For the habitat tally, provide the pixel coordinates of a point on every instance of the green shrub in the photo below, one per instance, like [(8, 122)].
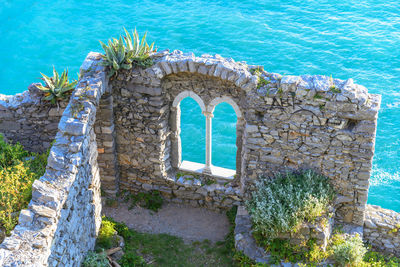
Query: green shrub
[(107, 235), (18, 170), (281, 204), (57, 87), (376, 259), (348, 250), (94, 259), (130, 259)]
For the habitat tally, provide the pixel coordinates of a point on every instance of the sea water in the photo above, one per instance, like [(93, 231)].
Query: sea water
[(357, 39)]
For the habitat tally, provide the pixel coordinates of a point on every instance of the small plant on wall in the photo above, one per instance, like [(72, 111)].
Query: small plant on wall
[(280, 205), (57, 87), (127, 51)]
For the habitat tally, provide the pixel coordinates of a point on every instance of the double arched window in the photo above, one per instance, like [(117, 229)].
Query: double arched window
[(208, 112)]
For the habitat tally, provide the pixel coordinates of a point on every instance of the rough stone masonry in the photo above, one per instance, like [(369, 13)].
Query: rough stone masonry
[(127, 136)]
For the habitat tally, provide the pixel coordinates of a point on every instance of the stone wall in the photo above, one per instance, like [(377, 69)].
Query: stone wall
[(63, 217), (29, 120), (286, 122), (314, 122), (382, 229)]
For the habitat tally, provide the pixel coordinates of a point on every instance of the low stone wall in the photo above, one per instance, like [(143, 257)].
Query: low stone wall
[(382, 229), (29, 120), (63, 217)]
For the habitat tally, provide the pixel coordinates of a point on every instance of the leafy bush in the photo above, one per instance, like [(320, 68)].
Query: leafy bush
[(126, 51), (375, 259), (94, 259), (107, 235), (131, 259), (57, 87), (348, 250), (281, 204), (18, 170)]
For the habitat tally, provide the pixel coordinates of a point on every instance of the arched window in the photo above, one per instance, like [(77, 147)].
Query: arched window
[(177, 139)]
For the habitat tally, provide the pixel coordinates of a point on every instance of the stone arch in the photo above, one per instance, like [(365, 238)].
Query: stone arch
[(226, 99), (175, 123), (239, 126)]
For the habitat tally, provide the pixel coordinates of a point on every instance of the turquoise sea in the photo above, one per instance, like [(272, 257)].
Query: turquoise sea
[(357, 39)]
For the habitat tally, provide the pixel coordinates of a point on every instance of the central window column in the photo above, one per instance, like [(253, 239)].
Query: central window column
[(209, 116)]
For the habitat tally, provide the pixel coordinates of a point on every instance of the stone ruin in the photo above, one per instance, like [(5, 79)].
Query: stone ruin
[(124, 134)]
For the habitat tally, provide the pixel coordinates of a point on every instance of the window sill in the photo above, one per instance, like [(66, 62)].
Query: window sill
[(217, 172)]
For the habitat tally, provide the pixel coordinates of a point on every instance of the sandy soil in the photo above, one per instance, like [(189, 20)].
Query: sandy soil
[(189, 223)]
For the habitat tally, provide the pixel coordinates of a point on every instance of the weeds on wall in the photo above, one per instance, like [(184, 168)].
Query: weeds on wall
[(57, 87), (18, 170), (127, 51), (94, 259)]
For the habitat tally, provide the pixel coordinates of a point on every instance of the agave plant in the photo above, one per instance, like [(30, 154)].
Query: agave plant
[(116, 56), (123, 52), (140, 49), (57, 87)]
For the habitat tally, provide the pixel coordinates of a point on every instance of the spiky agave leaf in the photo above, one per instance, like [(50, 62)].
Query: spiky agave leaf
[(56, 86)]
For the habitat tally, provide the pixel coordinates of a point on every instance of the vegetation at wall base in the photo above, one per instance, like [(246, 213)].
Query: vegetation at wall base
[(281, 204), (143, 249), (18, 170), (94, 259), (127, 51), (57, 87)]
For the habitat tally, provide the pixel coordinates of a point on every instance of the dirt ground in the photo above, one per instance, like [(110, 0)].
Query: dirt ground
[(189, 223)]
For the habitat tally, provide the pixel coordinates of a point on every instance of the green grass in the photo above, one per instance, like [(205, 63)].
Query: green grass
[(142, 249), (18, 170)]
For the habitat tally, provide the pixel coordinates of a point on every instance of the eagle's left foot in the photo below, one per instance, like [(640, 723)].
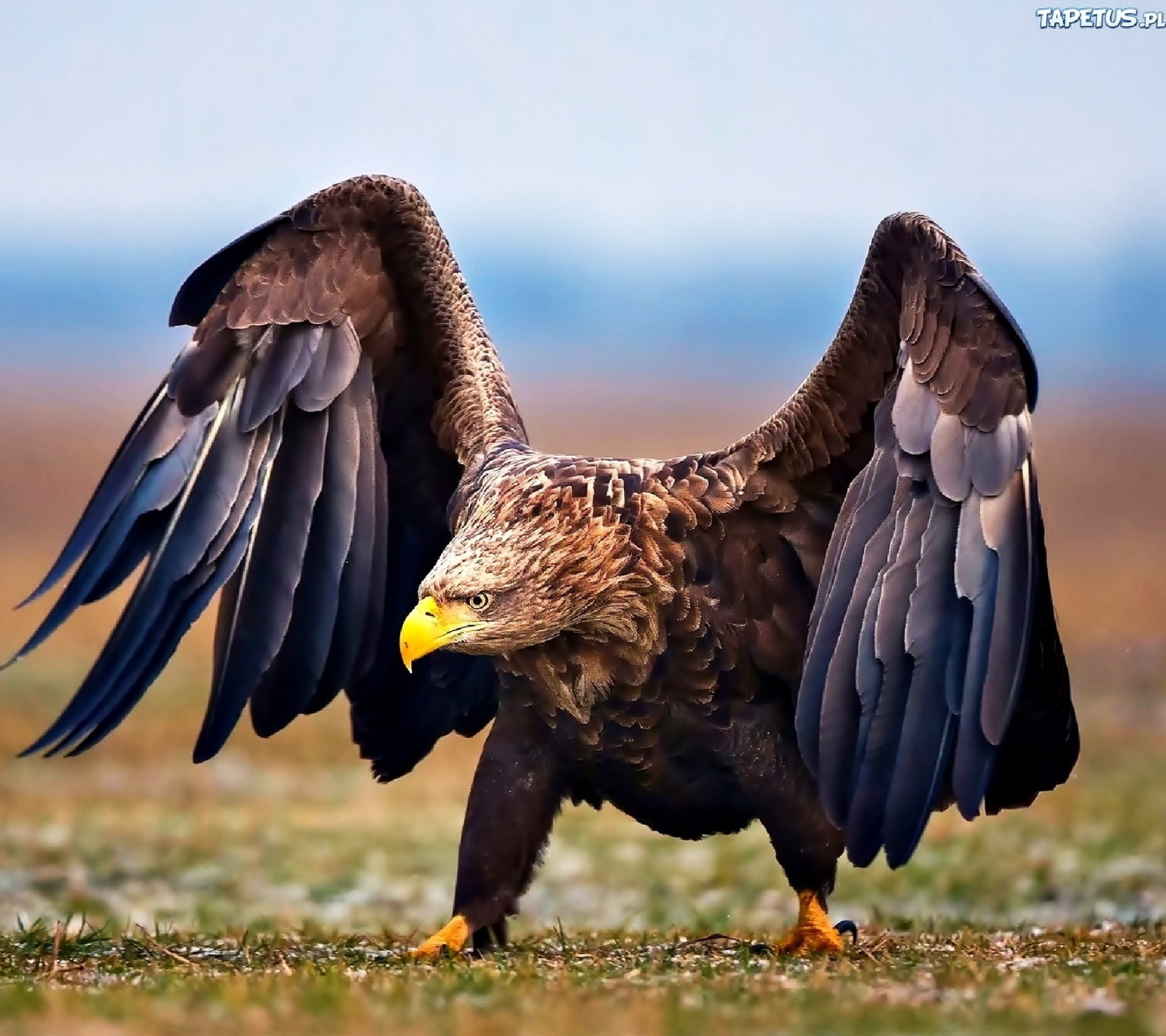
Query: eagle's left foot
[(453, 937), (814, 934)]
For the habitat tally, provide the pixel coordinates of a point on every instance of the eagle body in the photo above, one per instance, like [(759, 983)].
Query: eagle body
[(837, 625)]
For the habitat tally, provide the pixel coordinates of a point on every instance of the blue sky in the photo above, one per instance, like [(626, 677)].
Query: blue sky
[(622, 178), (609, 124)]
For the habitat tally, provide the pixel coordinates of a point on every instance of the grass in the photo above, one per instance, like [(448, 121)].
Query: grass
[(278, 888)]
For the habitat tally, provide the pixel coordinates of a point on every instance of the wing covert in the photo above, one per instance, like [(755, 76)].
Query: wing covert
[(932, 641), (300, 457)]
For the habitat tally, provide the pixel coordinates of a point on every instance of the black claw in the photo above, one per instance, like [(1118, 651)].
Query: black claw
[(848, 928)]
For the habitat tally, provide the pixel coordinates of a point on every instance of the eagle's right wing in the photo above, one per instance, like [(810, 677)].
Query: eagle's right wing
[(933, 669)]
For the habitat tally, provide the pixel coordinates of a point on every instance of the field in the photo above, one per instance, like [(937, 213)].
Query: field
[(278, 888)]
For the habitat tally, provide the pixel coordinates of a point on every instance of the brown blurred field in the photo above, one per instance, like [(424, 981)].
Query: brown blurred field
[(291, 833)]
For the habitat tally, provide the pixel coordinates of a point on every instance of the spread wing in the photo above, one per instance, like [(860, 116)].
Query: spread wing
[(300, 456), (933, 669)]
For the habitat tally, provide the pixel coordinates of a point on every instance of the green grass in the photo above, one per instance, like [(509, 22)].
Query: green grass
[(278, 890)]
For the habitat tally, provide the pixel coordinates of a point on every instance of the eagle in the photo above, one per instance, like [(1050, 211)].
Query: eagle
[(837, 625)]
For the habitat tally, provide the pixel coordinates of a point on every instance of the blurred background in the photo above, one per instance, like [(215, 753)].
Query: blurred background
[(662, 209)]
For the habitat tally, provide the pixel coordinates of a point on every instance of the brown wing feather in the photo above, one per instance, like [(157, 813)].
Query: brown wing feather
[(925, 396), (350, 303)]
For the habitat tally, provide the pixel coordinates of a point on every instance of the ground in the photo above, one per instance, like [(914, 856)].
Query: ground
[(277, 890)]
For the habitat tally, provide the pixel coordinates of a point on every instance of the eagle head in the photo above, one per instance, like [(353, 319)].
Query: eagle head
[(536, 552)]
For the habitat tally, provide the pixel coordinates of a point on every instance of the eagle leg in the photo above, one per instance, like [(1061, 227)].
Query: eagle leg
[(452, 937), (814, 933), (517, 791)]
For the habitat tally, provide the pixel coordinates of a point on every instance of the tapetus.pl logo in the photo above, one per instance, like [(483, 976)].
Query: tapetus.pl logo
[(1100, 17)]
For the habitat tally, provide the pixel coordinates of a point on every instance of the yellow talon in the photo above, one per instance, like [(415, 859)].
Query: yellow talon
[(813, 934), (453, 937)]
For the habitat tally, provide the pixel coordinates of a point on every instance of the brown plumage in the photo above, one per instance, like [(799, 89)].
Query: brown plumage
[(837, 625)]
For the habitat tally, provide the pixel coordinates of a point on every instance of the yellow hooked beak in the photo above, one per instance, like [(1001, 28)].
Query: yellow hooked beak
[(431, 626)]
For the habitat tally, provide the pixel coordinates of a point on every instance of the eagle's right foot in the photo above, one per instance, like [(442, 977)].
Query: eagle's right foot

*WRITTEN EXERCISE*
Write out all of the lines above word for word, leaving out the pictures.

*TASK RESPONSE*
For the habitat tally, provide the pixel coordinates of a point on every instance of the green shrub in the photo below, one per instance, like [(8, 122)].
Query: green shrub
[(107, 235), (18, 170), (281, 204), (57, 87), (376, 259), (348, 250), (94, 259), (130, 259)]
For the habitat tally, provide the pixel coordinates of a point on every instance of the sea water in the photo above, one per instance, like [(93, 231)].
Query: sea water
[(357, 39)]
For the habitat tally, provide the pixel coordinates of a point on every instance of the small plant on wall in the photo above, one per instance, like [(72, 111)].
Query: small plant on wall
[(280, 205), (57, 87), (127, 51)]
For the habitat tally, provide the pixel coordinates of a point on every instance of the double arched window in the photo above, one per instance, like [(117, 229)].
Query: double arched window
[(208, 112)]
For the habitat tally, provide the pixel coordinates of a point on every instance of the rough stone masonry in the photo above, one per instance, like [(369, 13)].
Query: rough stone masonry
[(127, 136)]
For the habitat tally, provide the pixel coordinates of a point on every instance of the stone wall in the photo above, one per instance, like [(377, 69)].
Query: stone wall
[(63, 217), (29, 120), (286, 122), (314, 122), (382, 229)]
For the habitat tally, provide the pixel coordinates of a point on every instance of the low stone wall in the photo above, one per instance, like [(143, 257)].
Query: low stone wall
[(382, 229), (29, 120), (63, 217)]
For the habitat tally, provide the pixel coordinates of a point on every instance of the leafy bush in the photo above, one per instance, like [(320, 68)].
Query: leafy bush
[(126, 51), (375, 259), (94, 259), (107, 235), (131, 259), (57, 87), (348, 250), (281, 204), (18, 170)]
For the habitat tally, provide the pixel coordinates of a point on every instance of the arched window in the photo above, one per instance, like [(77, 147)].
Query: arched window
[(177, 139)]
For the habitat tally, provide the pixel coordinates of a point on every instance of the stone arch in the photo above, one per instance, like [(365, 238)].
Query: stone arch
[(226, 99), (175, 123), (239, 126)]
For the habitat tally, provide the pixel coordinates of a point on every instance of the turquoise sea in the photo above, one per instance, like [(272, 257)].
Query: turquoise sea
[(357, 39)]
For the habitat tally, provide the pixel coordinates of a point on every instance of the central window column in the photo above, one per instance, like [(253, 239)].
Query: central window column
[(209, 116)]
For the habitat tally, provide the pixel coordinates of a point on every instance of the stone ruin in the photo above, one per instance, like [(5, 79)].
Query: stone ruin
[(124, 134)]
For the habitat tally, provide the pixel coordinates of a point on every instance of the window sill in the photo above, one per instance, like [(66, 62)].
Query: window sill
[(217, 172)]
For the habitat tally, provide the pixel coordinates of a point on every instance of the sandy soil in the photo above, one per instance, like [(189, 20)].
Query: sandy soil
[(189, 223)]
For the habitat tally, provide the pixel coordinates of a point on every instance of the weeds on wall in the photo above, one per instance, like [(184, 168)].
Query: weeds on wall
[(57, 87), (18, 170), (127, 51), (94, 259)]
For the habitat tally, provide the pixel coordinates of a point on every instance of the agave plant in the photo above, one per instance, like [(30, 154)].
Query: agave plant
[(116, 56), (123, 52), (140, 49), (57, 87)]
For the habitat tally, provide the pixel coordinates of a point on every instance of the spiky agave leaf in the photo above, one per instance, like [(50, 62)].
Query: spiky agave leaf
[(56, 86)]
For the habitat tally, provide the pixel coordinates of a point on every instance of the vegetation at wall base in the photo above, one per instance, like [(246, 213)].
Query: vegetation at wall base
[(281, 204), (143, 249), (18, 170), (94, 259), (127, 51), (57, 87)]
For the habitat tally, provide the pixel coordinates of a point on every instance of the dirt ground in the photo above, one per instance, like [(110, 0)].
Query: dirt ground
[(189, 223)]
For the habitat tally, provide the pixel coordinates of a point on every instance of the green grass in the photo above, one per instance, like [(205, 63)].
Query: green grass
[(142, 249), (18, 170)]
For the habitat tally, provide the pixel coordinates of a point on every instance of the eagle's left foot in the photo below, one per instance, like [(640, 723)].
Query: eagle's left foot
[(453, 937), (814, 934)]
For the habitat tally, provide the pixel coordinates of a point on every instance of the eagle body in the photo above, one per instance, like [(759, 983)].
Query: eagle body
[(837, 625)]
For the habitat tally, provide the pixel coordinates of a point on every instance of the blue sky in the photo above, one per instance, like [(626, 677)].
Query: blue sky
[(622, 178), (609, 124)]
For the habitat tally, provide the pixel coordinates of a point on every instance of the grass in the photo above, one per instance, like [(448, 121)].
Query: grass
[(278, 888)]
For the habitat tally, provide the pixel coordinates of a point on every instance of the wing covert in the photo above, one per instance, like [(755, 76)].
Query: wing covert
[(932, 641), (300, 457)]
For the habitat tally, provide the pixel coordinates of a point on every instance of the black claw in the photo above, one per instance, like [(1118, 651)].
Query: black claw
[(848, 928)]
For the habitat tally, provide the pixel coordinates of a point on every instance of the eagle's right wing in the photo above, one per instance, like [(810, 677)].
Query: eagle's right wing
[(933, 669)]
For the habitat tally, provide the pixel coordinates of a point on every instance of the field in the photo above, one per instance, like [(937, 213)].
Query: field
[(278, 888)]
For the habitat tally, provide the pixel coordinates of a point on every instance of the brown blurred field in the photo above, one per instance, like [(424, 981)].
Query: brown blurred field
[(291, 833)]
For the habitat tally, provide the pixel coordinates of a point on every instance of the spread wing in the photo above, one per instance, like [(860, 116)].
Query: spread wing
[(300, 456), (933, 669)]
For the habitat tally, provide the pixel coordinates of a point on every instance of the green grass in the photo above, one per instance, like [(509, 22)].
Query: green grass
[(278, 890)]
For the habitat tally, provide the pixel coordinates of a point on every instance of the eagle in the photo above, one per instance, like [(1050, 211)].
Query: eagle
[(837, 625)]
For the habitat tally, provide the pixel coordinates of a point on every instance of the blurred background in the photo above, one per instance, like [(215, 753)].
Query: blurred background
[(662, 209)]
For the habitat tally, provide the pixel coordinates of a point on every instance of the brown wing feather in the photo above, one per instance, like [(157, 813)].
Query: brown wing feather
[(925, 396), (350, 303)]
For the habitat tally, provide the pixel coordinates of a point on every instance of the ground in the photo above, one per instance, like [(914, 856)].
Query: ground
[(277, 890)]
For the habitat tally, provide the pixel coordinates of a point on every instance of the eagle head in the photo above, one per instance, like [(353, 319)].
Query: eagle head
[(536, 552)]
For the habitat tally, provide the pixel coordinates of a point on every instance of the eagle leg in the photo above, one per instance, like [(1061, 227)].
Query: eagle leg
[(452, 937), (814, 933), (517, 791)]
For the habitat tally, provide the pixel coordinates of a point on every instance of the tapetus.pl logo in the photo above, one per instance, like [(483, 976)].
Query: tapetus.pl logo
[(1100, 17)]
For the habitat tally, provide the pixel coordinates of a point on every instance of the yellow talon in the photo above, one per instance, like [(415, 859)].
Query: yellow talon
[(813, 934), (453, 937)]
For the habitat tally, provide the pixel coordinates of a point on every instance of the brown plumage in the photo above, one per instance, like [(799, 89)].
Query: brown plumage
[(837, 625)]
For the habitat tally, provide the pixel coordinates of a point on every instance of the yellow hooked beak in the photo above, one per instance, like [(1001, 28)].
Query: yellow hooked beak
[(431, 626)]
For the habitat tally, provide the pixel coordinates of a point on every instance of the eagle's right foot in the photo above, one per instance, like [(442, 977)].
Query: eagle's right foot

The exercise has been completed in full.